### [Your goal]
Rewrite the material below from its start up to and including the line with "[162,228,352,258]", keeping every request, and move each bounding-box coordinate in the answers up by 73. Leave the pictures out.
— Start —
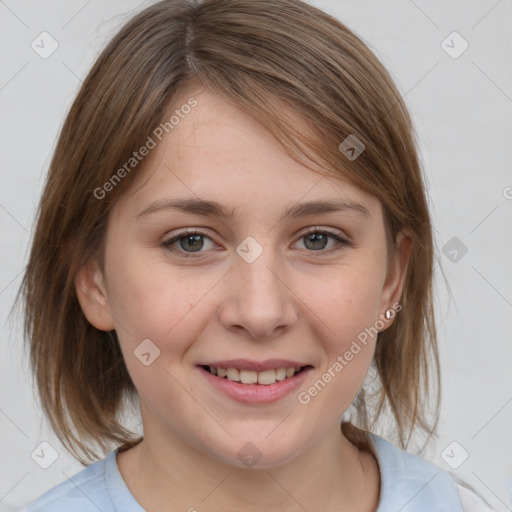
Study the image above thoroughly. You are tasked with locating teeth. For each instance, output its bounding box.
[209,366,301,386]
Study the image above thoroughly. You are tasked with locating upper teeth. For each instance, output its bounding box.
[209,366,301,385]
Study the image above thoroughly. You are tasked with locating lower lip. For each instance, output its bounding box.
[198,366,313,404]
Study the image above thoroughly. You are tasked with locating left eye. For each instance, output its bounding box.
[162,228,352,258]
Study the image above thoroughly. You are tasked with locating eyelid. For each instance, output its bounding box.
[162,226,354,258]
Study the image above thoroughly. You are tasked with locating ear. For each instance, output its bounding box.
[75,261,114,331]
[381,231,413,327]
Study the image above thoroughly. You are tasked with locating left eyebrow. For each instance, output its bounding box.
[136,199,371,221]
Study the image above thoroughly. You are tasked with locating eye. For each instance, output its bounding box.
[162,227,353,258]
[162,229,215,258]
[292,227,352,253]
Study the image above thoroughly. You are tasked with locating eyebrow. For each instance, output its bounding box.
[136,198,371,221]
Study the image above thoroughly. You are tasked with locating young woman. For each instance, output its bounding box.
[22,0,487,512]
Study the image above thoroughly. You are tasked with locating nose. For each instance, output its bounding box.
[220,244,298,340]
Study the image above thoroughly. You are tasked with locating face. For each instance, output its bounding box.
[77,87,405,467]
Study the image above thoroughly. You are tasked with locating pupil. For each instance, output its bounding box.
[306,233,327,250]
[180,235,203,252]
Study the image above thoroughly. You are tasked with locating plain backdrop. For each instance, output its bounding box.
[0,0,512,512]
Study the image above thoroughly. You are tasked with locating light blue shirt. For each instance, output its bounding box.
[22,434,487,512]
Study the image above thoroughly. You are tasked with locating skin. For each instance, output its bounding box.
[76,91,411,512]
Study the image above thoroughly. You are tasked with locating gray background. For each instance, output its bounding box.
[0,0,512,512]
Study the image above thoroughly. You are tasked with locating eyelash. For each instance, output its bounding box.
[162,227,353,258]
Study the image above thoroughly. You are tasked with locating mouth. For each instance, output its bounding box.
[199,365,312,386]
[197,359,314,405]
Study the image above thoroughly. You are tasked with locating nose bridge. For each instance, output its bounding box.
[223,237,296,337]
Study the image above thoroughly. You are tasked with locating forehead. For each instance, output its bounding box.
[115,91,379,220]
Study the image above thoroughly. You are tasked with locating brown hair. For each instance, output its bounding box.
[20,0,440,464]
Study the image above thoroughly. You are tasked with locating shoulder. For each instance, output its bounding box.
[21,452,115,512]
[369,433,472,512]
[457,483,494,512]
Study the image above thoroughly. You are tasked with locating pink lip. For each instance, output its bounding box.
[197,362,313,404]
[199,359,306,372]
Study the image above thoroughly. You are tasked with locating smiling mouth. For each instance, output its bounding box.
[201,365,310,386]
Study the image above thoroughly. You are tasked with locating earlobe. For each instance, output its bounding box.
[75,262,114,331]
[381,232,413,327]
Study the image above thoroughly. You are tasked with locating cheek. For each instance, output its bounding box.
[308,258,383,353]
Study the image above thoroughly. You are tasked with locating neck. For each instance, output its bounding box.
[117,422,380,512]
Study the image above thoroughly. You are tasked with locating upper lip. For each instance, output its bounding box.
[199,359,309,372]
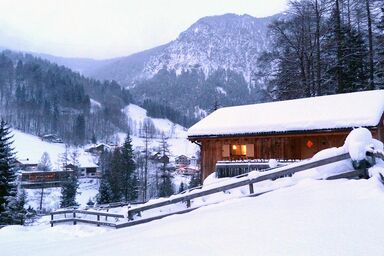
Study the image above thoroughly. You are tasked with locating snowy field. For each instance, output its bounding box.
[0,129,384,256]
[0,178,384,256]
[12,104,198,211]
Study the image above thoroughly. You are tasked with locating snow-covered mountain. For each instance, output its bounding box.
[143,14,271,80]
[90,14,276,85]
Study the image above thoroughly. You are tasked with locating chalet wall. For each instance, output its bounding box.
[197,129,384,179]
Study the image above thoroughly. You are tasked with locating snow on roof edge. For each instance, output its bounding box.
[188,90,384,137]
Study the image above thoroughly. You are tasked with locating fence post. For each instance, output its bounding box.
[249,183,255,194]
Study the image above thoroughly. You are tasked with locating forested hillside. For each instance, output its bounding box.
[256,0,384,100]
[0,51,132,144]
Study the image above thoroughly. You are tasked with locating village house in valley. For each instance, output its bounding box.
[188,90,384,178]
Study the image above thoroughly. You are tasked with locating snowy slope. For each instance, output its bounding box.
[119,104,198,157]
[12,130,99,211]
[0,178,384,256]
[0,128,384,256]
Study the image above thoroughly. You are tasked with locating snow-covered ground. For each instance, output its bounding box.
[0,129,384,256]
[12,102,198,211]
[0,178,384,256]
[118,104,198,158]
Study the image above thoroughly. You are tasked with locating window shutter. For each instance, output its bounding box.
[246,144,255,157]
[222,145,230,157]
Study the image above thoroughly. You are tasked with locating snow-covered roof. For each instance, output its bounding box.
[188,90,384,137]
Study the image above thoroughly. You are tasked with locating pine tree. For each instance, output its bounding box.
[6,189,27,225]
[158,133,175,197]
[60,173,79,208]
[189,173,201,188]
[97,178,113,204]
[121,133,138,202]
[37,152,52,211]
[375,8,384,89]
[159,172,175,197]
[179,182,185,193]
[0,120,18,224]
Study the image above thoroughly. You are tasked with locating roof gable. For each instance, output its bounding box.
[188,90,384,137]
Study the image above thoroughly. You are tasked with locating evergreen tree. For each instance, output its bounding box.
[158,133,175,197]
[159,172,175,197]
[0,120,19,224]
[6,189,27,225]
[97,175,113,204]
[375,8,384,89]
[121,133,138,202]
[189,173,201,188]
[37,152,52,211]
[60,172,79,208]
[179,182,185,193]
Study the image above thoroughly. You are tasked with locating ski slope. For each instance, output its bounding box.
[0,129,384,256]
[0,178,384,256]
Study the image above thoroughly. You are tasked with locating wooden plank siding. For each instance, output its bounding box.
[195,127,384,179]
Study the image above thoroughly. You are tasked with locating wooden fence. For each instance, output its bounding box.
[51,153,374,228]
[116,153,360,228]
[50,209,124,227]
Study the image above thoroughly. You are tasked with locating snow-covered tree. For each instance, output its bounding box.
[0,120,18,224]
[37,152,52,211]
[60,173,79,208]
[97,177,113,204]
[37,152,52,172]
[121,134,138,202]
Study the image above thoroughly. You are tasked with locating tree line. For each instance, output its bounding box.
[0,51,132,145]
[254,0,384,100]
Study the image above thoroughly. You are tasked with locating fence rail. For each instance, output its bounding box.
[51,150,372,228]
[128,153,350,221]
[50,209,125,227]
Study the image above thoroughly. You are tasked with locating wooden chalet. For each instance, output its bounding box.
[188,90,384,178]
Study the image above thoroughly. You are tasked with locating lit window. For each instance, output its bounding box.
[307,140,314,148]
[231,145,247,156]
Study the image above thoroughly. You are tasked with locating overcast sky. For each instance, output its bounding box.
[0,0,286,59]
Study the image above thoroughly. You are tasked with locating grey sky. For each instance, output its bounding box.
[0,0,286,59]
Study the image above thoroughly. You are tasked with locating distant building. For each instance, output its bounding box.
[175,155,191,166]
[15,158,38,171]
[85,143,111,155]
[65,163,101,178]
[40,134,63,143]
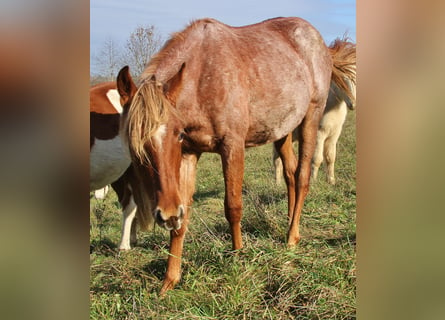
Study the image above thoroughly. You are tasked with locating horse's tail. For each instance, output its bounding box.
[329,38,357,106]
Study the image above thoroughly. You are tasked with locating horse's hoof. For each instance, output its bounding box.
[287,237,300,249]
[159,279,179,297]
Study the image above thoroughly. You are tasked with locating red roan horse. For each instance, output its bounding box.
[118,18,349,293]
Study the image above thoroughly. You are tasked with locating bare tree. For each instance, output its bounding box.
[94,38,122,81]
[124,25,162,78]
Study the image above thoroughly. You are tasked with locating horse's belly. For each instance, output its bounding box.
[246,102,309,147]
[90,136,131,190]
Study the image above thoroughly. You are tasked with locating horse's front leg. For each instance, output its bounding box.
[274,134,298,223]
[161,154,199,295]
[221,141,244,250]
[287,105,323,247]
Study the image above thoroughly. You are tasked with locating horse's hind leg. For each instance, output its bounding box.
[274,134,297,223]
[119,196,137,250]
[272,146,283,185]
[221,141,244,250]
[324,125,342,185]
[312,130,326,180]
[160,154,199,295]
[287,104,323,247]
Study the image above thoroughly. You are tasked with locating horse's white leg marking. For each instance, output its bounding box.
[119,196,136,250]
[324,125,342,184]
[107,89,123,114]
[311,130,326,180]
[94,185,110,199]
[272,147,283,185]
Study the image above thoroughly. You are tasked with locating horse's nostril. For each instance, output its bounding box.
[178,206,184,219]
[155,209,164,222]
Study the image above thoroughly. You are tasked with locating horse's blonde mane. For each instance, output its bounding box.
— End —
### [Correct output]
Study the image above thoroughly. You are tasked with locating teeth. For each instance, output its bounding box.
[282,439,374,459]
Study the image above thoroughly. You are tasked with locating upper teeth. For each instance, output its bounding box.
[282,439,374,458]
Study the image above thoroughly. You are tasked with locating lower lip. For each instance, output its bounding box.
[271,439,386,477]
Study the image above thoroughly. You are tasked with locating left eye. For each instance, output its bounding box.
[235,301,425,331]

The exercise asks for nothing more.